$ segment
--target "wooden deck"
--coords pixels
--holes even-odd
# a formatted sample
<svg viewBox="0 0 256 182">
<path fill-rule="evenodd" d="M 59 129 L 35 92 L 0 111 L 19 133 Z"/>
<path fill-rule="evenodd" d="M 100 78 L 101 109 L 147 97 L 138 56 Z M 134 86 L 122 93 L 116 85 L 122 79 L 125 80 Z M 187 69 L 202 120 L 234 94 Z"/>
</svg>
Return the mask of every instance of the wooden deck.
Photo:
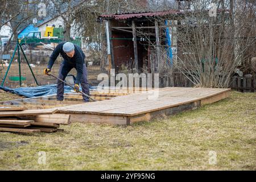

WHAT THE TASK ASKS: Can you reproduce the material above word for word, omitting the picture?

WRITTEN SOLUTION:
$ segment
--target "wooden deck"
--coords pixels
--holes even-odd
# a formatted sample
<svg viewBox="0 0 256 182">
<path fill-rule="evenodd" d="M 59 129 L 35 92 L 0 111 L 19 133 Z"/>
<path fill-rule="evenodd" d="M 100 78 L 101 109 L 147 97 L 138 56 Z M 134 86 L 122 93 L 116 85 L 122 79 L 125 80 Z M 187 69 L 202 120 L 234 94 Z"/>
</svg>
Return the mask of every instance of the wooden deck.
Photo:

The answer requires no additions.